Exercise goal: Exactly as written, write out the lines below from the first to the one containing "Target: red helicopter", inclusive. Pictures do not belong in the copy.

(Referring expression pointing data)

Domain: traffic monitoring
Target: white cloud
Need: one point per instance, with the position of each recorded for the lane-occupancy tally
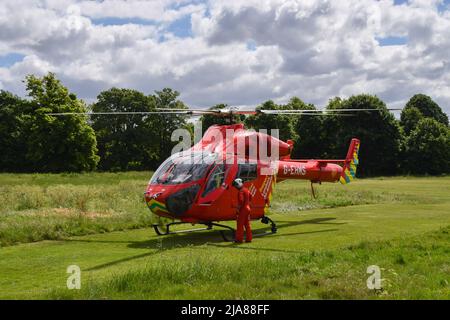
(313, 49)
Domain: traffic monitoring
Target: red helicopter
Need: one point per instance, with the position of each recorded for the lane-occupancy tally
(194, 186)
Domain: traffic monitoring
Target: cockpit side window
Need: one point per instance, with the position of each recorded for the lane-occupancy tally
(178, 170)
(216, 179)
(247, 171)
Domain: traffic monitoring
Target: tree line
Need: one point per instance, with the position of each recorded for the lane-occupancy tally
(31, 140)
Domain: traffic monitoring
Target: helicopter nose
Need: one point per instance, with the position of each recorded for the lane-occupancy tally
(181, 201)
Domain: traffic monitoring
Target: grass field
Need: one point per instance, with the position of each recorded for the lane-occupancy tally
(322, 250)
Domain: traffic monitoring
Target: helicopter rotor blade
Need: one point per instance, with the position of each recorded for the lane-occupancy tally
(226, 112)
(287, 111)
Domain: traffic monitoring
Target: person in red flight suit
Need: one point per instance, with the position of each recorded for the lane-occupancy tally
(243, 216)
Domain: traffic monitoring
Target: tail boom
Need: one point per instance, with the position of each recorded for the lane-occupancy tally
(322, 170)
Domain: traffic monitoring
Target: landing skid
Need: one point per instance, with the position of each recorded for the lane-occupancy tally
(210, 225)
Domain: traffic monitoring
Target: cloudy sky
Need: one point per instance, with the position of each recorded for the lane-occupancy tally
(239, 52)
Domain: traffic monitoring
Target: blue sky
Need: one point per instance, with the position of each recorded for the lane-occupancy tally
(237, 52)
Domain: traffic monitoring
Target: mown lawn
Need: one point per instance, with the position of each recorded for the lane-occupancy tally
(322, 249)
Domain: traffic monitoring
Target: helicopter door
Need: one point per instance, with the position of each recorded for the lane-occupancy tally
(215, 184)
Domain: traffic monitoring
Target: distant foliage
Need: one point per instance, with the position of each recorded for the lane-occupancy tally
(37, 141)
(379, 133)
(428, 148)
(125, 142)
(265, 121)
(427, 107)
(32, 140)
(13, 143)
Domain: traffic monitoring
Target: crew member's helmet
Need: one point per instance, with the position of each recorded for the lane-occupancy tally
(237, 183)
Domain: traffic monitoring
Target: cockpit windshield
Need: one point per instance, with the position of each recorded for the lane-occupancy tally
(182, 168)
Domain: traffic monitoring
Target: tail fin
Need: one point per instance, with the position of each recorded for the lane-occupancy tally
(351, 161)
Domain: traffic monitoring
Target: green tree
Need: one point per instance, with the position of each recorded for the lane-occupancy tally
(378, 131)
(209, 120)
(308, 131)
(167, 123)
(13, 142)
(283, 123)
(427, 107)
(428, 148)
(126, 142)
(409, 119)
(57, 143)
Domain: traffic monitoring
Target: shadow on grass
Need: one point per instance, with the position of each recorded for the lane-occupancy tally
(209, 238)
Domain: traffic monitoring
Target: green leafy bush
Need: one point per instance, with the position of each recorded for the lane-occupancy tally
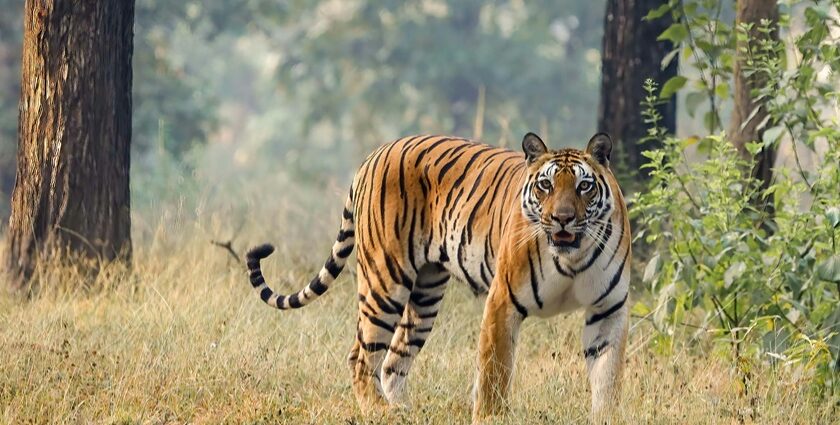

Answer for the task:
Domain: traffic monitoring
Target: white cloud
Need: one point per instance, with the position of each recorded for the lane-occupancy tally
(313, 49)
Domain: traffic monitoring
Target: red helicopter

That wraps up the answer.